Start of Document segment

2. A method of claim 1, wherein in sequence of at least one intron is inserted in reading frame of the structural proteins of the cDNA of an alphavirus or an expression vector based on an alphavirus, wherein said structural region of said alphavirus or expression vector based on an alphavirus begins with the start codon of the region encoding a capside protein of said alphavirus and ends with a stop codon of region encoding the El glycoprotein.

3. A method of claim 2, wherein said sequence of at least one intron is inserted into the respective cDNA of the region encoding the capsid protein of the alphavirus.

4. A method of claim 1, wherein said sequence from the viral subgenomic promoter comprises at least the sequence starting from 25 bases upstream from transcription start site and ending 16 bases downstream from transcription start site.

5. A method of claim 4, wherein said sequence from the viral subgenomic promoter is duplicated and comprises a sequence with a length of 45 to 54 bases.

End of Document segment

### What you need to do
Retype the part of the alphavirus patent claims that opens with the words containing "4. A method" and closes with "transcription start site.".

Start of Dataset

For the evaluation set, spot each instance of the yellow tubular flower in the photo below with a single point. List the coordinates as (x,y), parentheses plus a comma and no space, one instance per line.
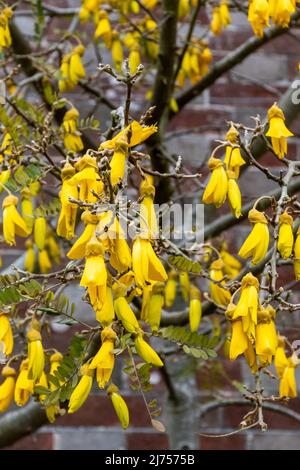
(233,158)
(72,136)
(258,16)
(218,294)
(134,58)
(138,133)
(145,351)
(88,178)
(45,264)
(266,336)
(6,335)
(170,289)
(216,22)
(82,389)
(119,405)
(184,282)
(5,37)
(13,224)
(76,69)
(286,237)
(123,310)
(156,303)
(234,194)
(27,209)
(95,274)
(281,11)
(257,243)
(118,161)
(104,360)
(117,51)
(67,218)
(278,132)
(148,220)
(195,309)
(147,290)
(7,388)
(40,229)
(36,355)
(225,13)
(232,266)
(29,262)
(78,249)
(297,255)
(248,304)
(280,359)
(216,190)
(103,29)
(146,265)
(288,386)
(24,386)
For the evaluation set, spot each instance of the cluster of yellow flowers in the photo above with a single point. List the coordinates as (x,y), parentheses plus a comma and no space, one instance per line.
(261,11)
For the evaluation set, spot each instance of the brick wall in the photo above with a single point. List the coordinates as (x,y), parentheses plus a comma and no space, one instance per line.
(248,90)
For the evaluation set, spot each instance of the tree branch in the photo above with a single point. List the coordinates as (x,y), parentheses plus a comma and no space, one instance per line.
(230,61)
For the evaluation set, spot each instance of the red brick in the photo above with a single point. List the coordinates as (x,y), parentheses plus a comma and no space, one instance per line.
(36,441)
(235,442)
(147,441)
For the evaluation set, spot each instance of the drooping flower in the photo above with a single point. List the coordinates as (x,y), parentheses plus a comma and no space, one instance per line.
(119,405)
(27,209)
(137,133)
(118,161)
(216,190)
(104,360)
(7,388)
(266,341)
(82,389)
(13,224)
(195,308)
(285,237)
(103,28)
(247,306)
(278,131)
(123,310)
(146,265)
(145,351)
(6,335)
(36,356)
(94,276)
(281,11)
(78,249)
(72,136)
(232,266)
(233,158)
(24,385)
(5,37)
(67,218)
(218,294)
(29,262)
(171,288)
(258,16)
(148,220)
(297,255)
(288,385)
(257,243)
(234,194)
(184,282)
(40,229)
(87,178)
(156,303)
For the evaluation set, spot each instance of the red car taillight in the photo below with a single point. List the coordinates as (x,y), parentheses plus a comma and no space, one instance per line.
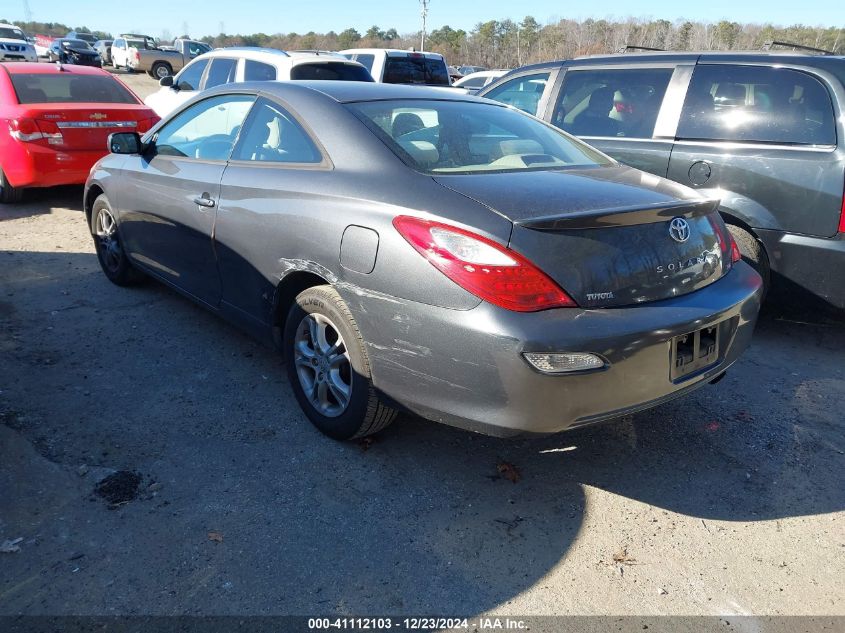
(29,131)
(488,270)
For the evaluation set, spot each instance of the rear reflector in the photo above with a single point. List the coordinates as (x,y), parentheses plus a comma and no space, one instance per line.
(563,363)
(479,265)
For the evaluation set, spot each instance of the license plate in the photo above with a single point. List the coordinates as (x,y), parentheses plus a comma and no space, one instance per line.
(695,352)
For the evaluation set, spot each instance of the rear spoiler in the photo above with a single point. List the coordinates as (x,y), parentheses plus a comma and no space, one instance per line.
(620,216)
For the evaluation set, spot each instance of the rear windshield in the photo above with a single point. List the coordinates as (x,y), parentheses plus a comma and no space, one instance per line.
(332,71)
(11,34)
(69,88)
(416,70)
(470,137)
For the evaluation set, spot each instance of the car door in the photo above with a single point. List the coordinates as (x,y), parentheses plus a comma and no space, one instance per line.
(275,184)
(169,195)
(617,110)
(763,140)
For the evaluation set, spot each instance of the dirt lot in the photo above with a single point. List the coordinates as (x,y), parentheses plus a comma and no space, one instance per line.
(731,501)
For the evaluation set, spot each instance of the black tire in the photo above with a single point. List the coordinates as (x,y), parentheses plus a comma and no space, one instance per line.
(109,248)
(753,253)
(160,70)
(365,413)
(8,193)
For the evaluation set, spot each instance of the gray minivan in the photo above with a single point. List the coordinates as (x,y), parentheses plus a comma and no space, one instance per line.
(763,132)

End of Dataset

### Task result
4. A method of claim 1, wherein said sequence from the viral subgenomic promoter comprises at least the sequence starting from 25 bases upstream from transcription start site and ending 16 bases downstream from transcription start site.